[Begin Records shown]

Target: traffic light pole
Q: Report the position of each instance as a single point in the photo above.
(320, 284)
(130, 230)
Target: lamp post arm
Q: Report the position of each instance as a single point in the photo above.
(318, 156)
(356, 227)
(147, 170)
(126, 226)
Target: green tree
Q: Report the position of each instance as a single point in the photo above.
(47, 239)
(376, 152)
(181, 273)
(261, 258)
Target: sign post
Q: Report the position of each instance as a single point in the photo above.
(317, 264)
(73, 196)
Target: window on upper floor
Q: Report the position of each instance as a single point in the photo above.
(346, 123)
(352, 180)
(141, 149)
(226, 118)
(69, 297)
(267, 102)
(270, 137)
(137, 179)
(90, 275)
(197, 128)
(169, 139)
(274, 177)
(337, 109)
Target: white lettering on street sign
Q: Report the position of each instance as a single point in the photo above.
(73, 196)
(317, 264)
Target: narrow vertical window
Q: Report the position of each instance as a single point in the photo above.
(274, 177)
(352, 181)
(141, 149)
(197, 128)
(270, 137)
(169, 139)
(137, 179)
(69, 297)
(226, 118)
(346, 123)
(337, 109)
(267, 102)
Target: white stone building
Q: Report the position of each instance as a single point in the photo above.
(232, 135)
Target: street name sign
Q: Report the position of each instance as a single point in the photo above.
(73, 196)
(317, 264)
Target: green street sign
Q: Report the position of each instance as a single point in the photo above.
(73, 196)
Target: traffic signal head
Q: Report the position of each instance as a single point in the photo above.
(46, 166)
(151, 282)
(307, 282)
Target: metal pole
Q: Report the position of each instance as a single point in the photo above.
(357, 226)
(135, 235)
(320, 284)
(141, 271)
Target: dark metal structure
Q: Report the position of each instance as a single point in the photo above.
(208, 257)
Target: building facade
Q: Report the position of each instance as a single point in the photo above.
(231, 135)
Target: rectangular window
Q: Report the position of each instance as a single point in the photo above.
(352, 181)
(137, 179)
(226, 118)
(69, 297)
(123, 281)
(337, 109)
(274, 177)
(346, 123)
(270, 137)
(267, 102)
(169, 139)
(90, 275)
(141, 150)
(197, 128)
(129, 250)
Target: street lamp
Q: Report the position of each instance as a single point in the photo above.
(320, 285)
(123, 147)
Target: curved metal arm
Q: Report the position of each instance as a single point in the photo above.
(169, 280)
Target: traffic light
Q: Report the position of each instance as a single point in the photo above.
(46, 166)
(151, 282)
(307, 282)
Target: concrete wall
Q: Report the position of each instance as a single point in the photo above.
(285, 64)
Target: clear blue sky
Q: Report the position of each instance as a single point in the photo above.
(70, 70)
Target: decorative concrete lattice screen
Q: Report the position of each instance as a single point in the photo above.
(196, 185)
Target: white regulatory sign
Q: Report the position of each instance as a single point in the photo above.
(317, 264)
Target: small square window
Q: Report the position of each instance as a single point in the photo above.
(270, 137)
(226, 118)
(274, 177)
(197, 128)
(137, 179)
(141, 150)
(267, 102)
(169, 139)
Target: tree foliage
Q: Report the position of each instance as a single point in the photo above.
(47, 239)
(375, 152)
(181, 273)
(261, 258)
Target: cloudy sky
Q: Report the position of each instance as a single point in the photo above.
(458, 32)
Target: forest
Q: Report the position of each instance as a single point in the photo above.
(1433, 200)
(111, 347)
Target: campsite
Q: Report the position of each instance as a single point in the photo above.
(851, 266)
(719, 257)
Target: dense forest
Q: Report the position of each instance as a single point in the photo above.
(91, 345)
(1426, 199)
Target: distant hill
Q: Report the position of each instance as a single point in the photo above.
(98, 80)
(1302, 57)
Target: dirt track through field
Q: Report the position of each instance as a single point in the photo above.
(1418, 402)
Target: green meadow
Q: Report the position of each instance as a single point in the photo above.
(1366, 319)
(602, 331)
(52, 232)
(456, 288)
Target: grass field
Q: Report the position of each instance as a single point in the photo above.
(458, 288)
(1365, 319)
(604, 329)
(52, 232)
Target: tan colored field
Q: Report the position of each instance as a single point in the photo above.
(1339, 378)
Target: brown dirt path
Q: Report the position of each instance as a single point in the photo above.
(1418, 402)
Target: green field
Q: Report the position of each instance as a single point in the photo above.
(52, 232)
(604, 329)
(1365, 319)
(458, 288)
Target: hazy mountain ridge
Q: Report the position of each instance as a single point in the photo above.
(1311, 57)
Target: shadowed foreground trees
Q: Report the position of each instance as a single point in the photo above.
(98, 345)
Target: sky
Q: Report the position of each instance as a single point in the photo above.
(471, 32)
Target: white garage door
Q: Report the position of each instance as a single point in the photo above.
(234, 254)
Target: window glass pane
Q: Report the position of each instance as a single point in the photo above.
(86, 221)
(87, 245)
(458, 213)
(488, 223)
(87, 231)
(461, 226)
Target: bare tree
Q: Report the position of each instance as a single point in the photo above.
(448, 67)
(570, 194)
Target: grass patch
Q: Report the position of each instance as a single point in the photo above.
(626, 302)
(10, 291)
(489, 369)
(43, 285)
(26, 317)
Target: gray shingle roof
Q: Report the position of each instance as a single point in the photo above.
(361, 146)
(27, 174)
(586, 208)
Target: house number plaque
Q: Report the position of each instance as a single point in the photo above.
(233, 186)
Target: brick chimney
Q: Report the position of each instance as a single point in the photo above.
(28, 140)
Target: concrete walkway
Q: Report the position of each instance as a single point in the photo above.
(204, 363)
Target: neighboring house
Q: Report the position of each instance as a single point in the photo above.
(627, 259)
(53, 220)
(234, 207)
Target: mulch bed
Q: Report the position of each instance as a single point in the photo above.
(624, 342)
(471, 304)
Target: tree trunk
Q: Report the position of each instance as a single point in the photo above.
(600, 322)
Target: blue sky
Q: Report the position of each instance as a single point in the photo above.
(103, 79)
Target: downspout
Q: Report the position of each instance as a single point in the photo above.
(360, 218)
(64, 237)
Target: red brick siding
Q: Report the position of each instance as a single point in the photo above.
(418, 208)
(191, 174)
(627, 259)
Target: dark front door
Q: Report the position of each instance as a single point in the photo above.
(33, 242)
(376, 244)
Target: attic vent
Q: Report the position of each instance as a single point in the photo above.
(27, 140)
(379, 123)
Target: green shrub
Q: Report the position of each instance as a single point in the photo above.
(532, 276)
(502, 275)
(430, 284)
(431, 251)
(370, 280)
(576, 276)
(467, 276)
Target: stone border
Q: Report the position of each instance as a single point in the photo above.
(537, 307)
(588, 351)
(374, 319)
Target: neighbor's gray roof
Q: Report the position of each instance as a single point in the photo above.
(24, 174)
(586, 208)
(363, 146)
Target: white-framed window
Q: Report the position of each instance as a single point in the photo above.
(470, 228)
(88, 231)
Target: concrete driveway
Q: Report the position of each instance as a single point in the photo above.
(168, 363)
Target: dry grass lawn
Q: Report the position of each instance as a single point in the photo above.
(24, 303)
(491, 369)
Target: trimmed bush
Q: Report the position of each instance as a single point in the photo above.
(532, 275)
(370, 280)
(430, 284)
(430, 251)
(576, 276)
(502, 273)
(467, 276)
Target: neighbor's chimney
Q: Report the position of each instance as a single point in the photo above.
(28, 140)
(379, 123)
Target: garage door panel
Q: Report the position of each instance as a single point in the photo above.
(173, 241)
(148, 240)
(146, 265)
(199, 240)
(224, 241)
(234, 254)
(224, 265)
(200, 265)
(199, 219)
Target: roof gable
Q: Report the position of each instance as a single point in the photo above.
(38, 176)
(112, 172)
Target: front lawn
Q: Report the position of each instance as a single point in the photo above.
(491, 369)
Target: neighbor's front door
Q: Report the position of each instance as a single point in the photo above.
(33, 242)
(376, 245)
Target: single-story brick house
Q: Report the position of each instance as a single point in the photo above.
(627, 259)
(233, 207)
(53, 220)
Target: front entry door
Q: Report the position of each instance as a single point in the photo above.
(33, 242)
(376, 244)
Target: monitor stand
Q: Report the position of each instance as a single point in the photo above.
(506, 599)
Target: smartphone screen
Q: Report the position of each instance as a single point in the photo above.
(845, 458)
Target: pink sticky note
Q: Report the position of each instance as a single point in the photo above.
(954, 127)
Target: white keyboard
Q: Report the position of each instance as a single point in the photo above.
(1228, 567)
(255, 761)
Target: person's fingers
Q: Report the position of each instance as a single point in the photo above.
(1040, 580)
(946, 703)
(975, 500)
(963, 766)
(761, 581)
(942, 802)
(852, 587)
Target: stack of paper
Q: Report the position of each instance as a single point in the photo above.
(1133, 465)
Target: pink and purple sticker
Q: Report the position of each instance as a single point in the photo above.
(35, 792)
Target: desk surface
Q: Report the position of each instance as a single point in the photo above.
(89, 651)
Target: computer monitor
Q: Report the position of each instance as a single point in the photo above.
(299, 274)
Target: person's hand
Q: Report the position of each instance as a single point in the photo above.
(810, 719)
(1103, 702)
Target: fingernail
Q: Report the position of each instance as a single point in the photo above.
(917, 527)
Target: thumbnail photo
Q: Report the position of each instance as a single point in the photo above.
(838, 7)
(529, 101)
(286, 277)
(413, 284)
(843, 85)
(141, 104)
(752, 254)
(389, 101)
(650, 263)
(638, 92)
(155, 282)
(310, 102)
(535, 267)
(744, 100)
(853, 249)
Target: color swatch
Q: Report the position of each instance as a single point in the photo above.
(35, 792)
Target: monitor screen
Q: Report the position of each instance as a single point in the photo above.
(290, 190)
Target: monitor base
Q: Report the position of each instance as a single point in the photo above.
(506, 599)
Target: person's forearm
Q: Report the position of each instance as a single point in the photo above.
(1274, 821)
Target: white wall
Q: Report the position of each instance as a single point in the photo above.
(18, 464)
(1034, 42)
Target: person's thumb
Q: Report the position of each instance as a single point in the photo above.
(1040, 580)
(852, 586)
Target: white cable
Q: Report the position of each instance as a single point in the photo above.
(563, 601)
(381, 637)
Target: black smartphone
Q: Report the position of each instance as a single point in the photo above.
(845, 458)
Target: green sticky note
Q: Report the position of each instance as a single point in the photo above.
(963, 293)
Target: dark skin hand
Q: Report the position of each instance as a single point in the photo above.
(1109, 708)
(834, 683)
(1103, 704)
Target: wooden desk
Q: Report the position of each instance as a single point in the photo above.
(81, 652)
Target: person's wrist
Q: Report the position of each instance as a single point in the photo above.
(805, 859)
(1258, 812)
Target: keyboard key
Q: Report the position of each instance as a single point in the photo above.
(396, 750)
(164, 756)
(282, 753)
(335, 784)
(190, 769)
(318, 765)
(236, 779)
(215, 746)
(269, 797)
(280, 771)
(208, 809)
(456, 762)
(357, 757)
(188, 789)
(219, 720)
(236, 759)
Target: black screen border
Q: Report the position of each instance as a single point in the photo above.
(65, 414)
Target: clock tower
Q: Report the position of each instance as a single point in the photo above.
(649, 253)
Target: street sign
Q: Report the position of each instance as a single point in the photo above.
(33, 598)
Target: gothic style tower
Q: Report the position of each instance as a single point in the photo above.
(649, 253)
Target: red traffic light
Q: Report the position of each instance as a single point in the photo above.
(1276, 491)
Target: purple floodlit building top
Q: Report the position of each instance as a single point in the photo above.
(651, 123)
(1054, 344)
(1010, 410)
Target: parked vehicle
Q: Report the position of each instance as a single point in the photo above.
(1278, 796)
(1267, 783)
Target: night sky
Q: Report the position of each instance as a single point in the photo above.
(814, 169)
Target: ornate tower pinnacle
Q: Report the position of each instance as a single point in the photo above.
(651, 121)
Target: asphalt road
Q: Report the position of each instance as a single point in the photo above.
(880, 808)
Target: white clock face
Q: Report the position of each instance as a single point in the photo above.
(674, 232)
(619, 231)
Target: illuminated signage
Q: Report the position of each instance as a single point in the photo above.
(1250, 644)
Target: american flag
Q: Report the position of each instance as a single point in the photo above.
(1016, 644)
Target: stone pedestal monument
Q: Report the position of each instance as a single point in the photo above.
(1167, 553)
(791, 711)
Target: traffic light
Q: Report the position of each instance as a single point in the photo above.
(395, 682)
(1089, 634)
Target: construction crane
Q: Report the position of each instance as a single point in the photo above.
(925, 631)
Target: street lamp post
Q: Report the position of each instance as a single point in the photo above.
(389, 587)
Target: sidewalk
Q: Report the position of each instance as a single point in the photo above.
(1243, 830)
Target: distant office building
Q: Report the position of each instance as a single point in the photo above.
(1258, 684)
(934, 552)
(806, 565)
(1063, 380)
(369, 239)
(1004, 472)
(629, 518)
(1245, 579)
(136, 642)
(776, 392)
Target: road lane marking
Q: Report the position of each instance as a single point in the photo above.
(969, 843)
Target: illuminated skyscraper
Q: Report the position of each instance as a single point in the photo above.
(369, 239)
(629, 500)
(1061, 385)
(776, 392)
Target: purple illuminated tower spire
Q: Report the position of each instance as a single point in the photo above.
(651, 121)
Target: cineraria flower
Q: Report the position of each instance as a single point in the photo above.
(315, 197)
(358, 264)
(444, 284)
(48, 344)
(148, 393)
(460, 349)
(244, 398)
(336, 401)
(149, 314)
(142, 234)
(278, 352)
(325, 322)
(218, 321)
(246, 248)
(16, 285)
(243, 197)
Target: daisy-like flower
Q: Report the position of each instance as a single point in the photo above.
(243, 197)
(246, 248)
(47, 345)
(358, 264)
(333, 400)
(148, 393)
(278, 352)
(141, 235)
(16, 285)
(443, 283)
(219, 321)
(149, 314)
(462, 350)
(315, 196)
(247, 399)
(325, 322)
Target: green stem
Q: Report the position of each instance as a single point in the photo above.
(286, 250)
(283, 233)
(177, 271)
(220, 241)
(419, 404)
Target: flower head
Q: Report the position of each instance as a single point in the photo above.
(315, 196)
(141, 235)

[End Records shown]

**What to do**
Copy the lines from the one containing "Target: fingernail" up to and including the one containing "(1274, 821)", keeping every character unchanged.

**Written solution**
Target: fingernail
Q: Report the position of each instance as a single point in the photo above.
(917, 527)
Target: thumbnail photo
Q: Report the position of each instance as a single point in the photo above.
(838, 7)
(529, 101)
(286, 277)
(413, 284)
(843, 85)
(141, 104)
(752, 254)
(389, 101)
(650, 263)
(638, 92)
(155, 282)
(310, 102)
(535, 267)
(744, 100)
(853, 249)
Target: color swatch
Q: Report the position of each instance as a single point in the photo above.
(35, 792)
Target: monitor screen
Q: Report the position of each instance as a single point in the photo above.
(290, 190)
Target: monitor base
Q: Report the position of each instance as a single point in the photo above.
(506, 599)
Target: person's forearm
Q: Report the position of each instance as a single point in the photo above.
(1274, 821)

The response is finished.